(REQUIRED TASKS):
**1)** Please copy the part of the notebook excerpt between "# Add ingestion" and "str_var_format = self.str_var.lower().capitalize()", inclusive, keeping every character as it appears.
**2)** Render this sentence from the notebook excerpt in German: "Very briefly describe why this type of code might be valuable or important."

--- START OF TEXT EXCERPT ---

In [1]:
#  Please write a number of classes to process and represent simple data, as follows:
#   1 - A superclass to represent a single data entry with two features. Superclass should have functionality to
#       store underlying "raw" data and to display formatted data.
#       Extend with a subclass to represent an entry from a more specific source containing additional numerical
#       data. 
#   2 - A factory class to produce an object given a "row" of input data, such as might be obtained from reading 
#       in a CSV file.
#   3 - Iterate over all sample rows given below ('rows'), using the factory to create objects.
#   4 - Very briefly describe why this type of code might be valuable or important.
#
# Note: include code to "standardize" data from each row (process strings, ensure data types, etc)

super_rows = [
    ["Pegasus", "True"],
    ["Unicorn", "False"]
]
sub_rows = [
    ["Alicorn", "23.1", "True"],
    ["basilisk", "120.433", "False"],
    ["ChiMera", "101.8", "True"],
    ["Nemean lion", "2", "False"],
    ["Griffin", "65.82,465.21", "False"],
    ["0rthros", "52.01", "False"],
    ["Cockatrice", "nan", "True"],
]

rows = super_rows + sub_rows

# Add ingestion code here

In [50]:
from dataclasses import dataclass
import numpy as np
import pandas as pd

@dataclass
class ParentClass:
    str_var: str
    bool_var: str

    def process_row(self, return_values=True, print_values=False):
        str_var_format = self.str_var.lower().capitalize()
        bool_var_format = True if self.bool_var.lower() == 'true' else False 
        if print_values:
            print(f'Name is: { str_var_format }\nBinary is: { bool_var_format } ' )
        if return_values:
            return str_var_format, bool_var_format

In [51]:
# instance of the "ParentClass"
parent = ParentClass("Pegasus", "True")

--- END OF TEXT EXCERPT ---
--- START OF GIVEN RECORDS ---

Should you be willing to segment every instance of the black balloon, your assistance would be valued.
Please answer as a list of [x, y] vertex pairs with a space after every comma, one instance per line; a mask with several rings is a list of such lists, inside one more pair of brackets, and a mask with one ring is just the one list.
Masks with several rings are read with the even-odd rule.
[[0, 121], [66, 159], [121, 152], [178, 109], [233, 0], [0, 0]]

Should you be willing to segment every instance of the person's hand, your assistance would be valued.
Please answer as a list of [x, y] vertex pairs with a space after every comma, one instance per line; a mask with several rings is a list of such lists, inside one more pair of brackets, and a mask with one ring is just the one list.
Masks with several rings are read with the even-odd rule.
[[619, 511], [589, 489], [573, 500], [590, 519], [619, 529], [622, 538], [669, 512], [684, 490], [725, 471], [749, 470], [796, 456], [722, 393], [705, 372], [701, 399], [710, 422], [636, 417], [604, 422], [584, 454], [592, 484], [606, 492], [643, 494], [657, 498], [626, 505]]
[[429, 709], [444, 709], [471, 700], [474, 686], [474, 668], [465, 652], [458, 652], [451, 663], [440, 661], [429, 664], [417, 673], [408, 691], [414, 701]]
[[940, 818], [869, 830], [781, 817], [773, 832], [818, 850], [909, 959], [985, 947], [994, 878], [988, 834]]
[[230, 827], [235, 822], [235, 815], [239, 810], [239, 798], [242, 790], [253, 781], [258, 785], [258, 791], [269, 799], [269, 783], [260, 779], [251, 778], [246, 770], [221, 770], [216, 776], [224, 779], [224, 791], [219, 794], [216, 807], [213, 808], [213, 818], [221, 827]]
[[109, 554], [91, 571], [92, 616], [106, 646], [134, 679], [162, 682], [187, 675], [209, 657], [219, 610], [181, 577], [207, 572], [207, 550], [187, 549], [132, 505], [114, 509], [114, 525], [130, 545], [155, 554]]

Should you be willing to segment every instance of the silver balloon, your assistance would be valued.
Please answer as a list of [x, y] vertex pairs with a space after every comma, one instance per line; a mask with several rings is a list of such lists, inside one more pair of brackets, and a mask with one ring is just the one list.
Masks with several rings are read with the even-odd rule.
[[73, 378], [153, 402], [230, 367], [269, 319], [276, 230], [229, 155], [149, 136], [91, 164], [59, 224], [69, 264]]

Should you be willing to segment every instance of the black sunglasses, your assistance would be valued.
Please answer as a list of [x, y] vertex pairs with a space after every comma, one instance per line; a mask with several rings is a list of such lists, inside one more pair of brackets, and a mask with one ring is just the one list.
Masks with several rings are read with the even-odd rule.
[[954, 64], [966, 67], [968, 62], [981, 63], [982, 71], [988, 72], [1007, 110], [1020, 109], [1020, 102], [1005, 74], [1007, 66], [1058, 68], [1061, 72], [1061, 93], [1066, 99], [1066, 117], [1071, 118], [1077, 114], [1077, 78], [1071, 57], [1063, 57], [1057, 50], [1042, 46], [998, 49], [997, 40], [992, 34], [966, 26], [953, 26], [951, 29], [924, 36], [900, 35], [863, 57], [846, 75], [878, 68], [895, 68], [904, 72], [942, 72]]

--- END OF GIVEN RECORDS ---

(ANSWERS TO THE EXERCISES):
**1)**
# Add ingestion code here

In [50]:
from dataclasses import dataclass
import numpy as np
import pandas as pd

@dataclass
class ParentClass:
    str_var: str
    bool_var: str

    def process_row(self, return_values=True, print_values=False):
        str_var_format = self.str_var.lower().capitalize()

**2)** Beschreiben Sie ganz kurz, warum diese Art von Code wertvoll oder wichtig sein könnte.